AIM OF THE TASK. Copy every record below verbatim, leaving out the pictures.

RECORDS FOR PROCESSING.

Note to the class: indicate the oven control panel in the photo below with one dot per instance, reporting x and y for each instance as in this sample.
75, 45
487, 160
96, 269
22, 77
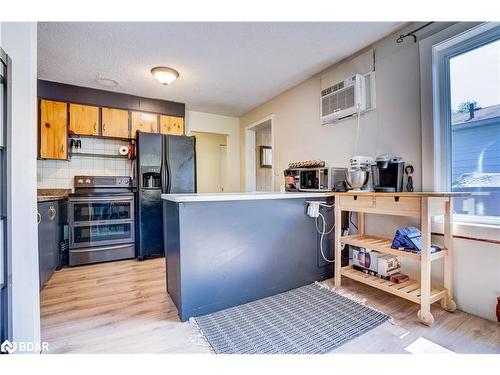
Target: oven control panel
102, 181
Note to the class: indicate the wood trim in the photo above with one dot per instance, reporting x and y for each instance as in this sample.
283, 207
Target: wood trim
497, 242
88, 96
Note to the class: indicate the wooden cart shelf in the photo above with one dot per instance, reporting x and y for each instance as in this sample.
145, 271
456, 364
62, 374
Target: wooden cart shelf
419, 205
383, 245
409, 290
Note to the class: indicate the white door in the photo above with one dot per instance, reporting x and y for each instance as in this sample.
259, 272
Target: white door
223, 167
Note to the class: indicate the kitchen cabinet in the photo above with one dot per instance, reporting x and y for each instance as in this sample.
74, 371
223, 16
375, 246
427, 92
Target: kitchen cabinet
144, 122
115, 123
51, 218
53, 130
83, 119
172, 125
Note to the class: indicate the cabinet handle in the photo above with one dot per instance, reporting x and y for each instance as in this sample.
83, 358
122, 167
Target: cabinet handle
52, 213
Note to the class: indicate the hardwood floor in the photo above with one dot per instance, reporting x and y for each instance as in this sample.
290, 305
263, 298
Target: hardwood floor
123, 307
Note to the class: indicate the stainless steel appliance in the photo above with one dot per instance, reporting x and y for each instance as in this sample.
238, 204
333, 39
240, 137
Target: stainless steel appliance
313, 179
165, 164
388, 173
5, 248
101, 220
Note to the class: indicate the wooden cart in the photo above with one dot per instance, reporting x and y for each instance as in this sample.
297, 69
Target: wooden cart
421, 205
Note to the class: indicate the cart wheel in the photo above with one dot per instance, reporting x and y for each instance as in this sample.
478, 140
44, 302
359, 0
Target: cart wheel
427, 319
448, 305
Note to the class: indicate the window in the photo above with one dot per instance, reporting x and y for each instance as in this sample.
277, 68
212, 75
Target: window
467, 120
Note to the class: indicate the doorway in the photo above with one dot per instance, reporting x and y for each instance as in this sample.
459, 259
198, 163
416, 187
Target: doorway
259, 150
211, 162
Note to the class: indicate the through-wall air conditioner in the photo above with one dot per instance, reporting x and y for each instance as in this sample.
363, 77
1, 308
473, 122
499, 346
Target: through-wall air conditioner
343, 99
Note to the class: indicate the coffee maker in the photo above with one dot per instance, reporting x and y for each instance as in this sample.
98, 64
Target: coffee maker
388, 173
359, 175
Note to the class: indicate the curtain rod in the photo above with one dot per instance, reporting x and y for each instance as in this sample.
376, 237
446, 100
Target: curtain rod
412, 33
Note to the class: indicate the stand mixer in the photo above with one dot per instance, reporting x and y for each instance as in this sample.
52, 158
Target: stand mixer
358, 176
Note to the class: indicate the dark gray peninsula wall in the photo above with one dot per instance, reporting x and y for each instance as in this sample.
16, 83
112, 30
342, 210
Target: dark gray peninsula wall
229, 250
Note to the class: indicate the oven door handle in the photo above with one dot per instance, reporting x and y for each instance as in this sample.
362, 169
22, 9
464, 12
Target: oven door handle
103, 199
103, 248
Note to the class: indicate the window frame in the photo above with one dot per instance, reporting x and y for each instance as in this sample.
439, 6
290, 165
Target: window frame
441, 54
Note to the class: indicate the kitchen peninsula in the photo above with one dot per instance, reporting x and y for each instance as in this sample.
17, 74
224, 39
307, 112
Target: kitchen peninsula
227, 249
223, 250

COMPLETE ANSWER.
Note to the class: indicate the oven control panel in the photo below with one dot per instance, reporting x and y for each instance as in this sample.
75, 45
487, 160
96, 269
22, 77
Target: oven control panel
102, 181
Note to the class: indicate the wood trim in the photo above with one dot per instance, reporting x and y for each instance as in this sample.
283, 207
Target: wood trim
497, 242
88, 96
Note to the class: indicate the wooden cart shelf in the photo above with one dot per instance, reporting x and y for each instance as in this sample.
145, 271
456, 364
62, 374
Target: wooden cart shelf
419, 205
383, 245
409, 290
Note to the class: indicate the white door in the photo above with one dot per instance, reporting x and y for each instance as in this sample.
259, 272
Target: white door
223, 167
Note to the class: indicate the kitchen cabinet in the photo above with one dot per instance, reporting x and y for each instance as in this sample.
74, 371
223, 16
375, 246
427, 92
Target: kitchen cabinet
144, 122
115, 123
51, 218
53, 130
83, 119
172, 125
Note to the class: indicate the cabinet handle in the photo above with one dot per instance, reporting x and y for each instance as in this sample.
83, 358
122, 167
Target: cabinet handle
52, 213
Note to the class: indicate the hardwood floor in the photo above with one dot per instance, reporting x and y for each instance as in this sample.
290, 305
263, 298
Target: hardwood floor
123, 307
Note to the class: indicate the stainless steel appliance in the photo above with one dot per instance, reporting x and y for each instance as in this sample.
238, 204
333, 39
240, 137
Target: stainless steel appliance
313, 179
165, 164
388, 173
5, 248
101, 220
Note to the class: indicate the wooden cart in the photo above with one dot per instance, reporting x and y for each instance as in this sample.
297, 69
Target: wooden cart
421, 205
Note to the class: indicate the cart wheel in the photo above with one dot per instance, reporting x and y for each instance as in this sample.
478, 140
44, 302
359, 0
Target: cart wheel
427, 319
448, 305
Note to the class: indicate the window in the photo above with one dot per instance, reporting x and y for each instance as in this sample.
277, 68
212, 75
Target: window
467, 120
Note to the class: indicate the doorway in the photo above with one dot per instance, reporting x and y for each instance as in this sample.
459, 259
198, 163
416, 187
Target: doorway
259, 150
211, 162
Note to the class: indicate the through-wall air conditioner in the photo above with one dot per instance, reporting x and y for each instance as in this sample.
363, 77
1, 308
473, 122
499, 346
Target: through-wall air conditioner
343, 99
Note to the class: indicate the coffee maker in the photo above with one dot per instance, reporting x and y for each instance as in this sample.
98, 64
Target: coffee maker
388, 173
359, 175
Note to the class: indicate the curtain rod in the photo above with one dot per instance, reporting x and y for each instance as in this sample.
376, 237
446, 100
Target: curtain rod
412, 33
Note to the class: indicate the stand mixer in the photo above with one dot per instance, reporting x and y for each instance as in this sample.
52, 158
Target: stand mixer
358, 176
Note to the class: indicate the dark gray peninsula wall in the photo above with one dot per instance, reporting x and y for each instance as in this sample.
16, 83
112, 30
342, 210
Target: dark gray peninsula wall
229, 250
Note to the class: indicate the oven door handle in the photo above with one dot per instance, reporting x and y for each instance as in this sample.
362, 169
22, 9
464, 12
Target: oven door handle
103, 199
103, 248
Note to the class: indicate the window frame in the photo above with one dot per instance, reporting x and y for each instance as in this sample.
439, 6
290, 165
Target: window frame
441, 54
Note to the class: indicate the kitchen peninsula in the photo above with one dot per instance, reporting x and y for each instance as in this sample.
17, 74
224, 39
307, 112
Target: kitchen peninsula
227, 249
223, 250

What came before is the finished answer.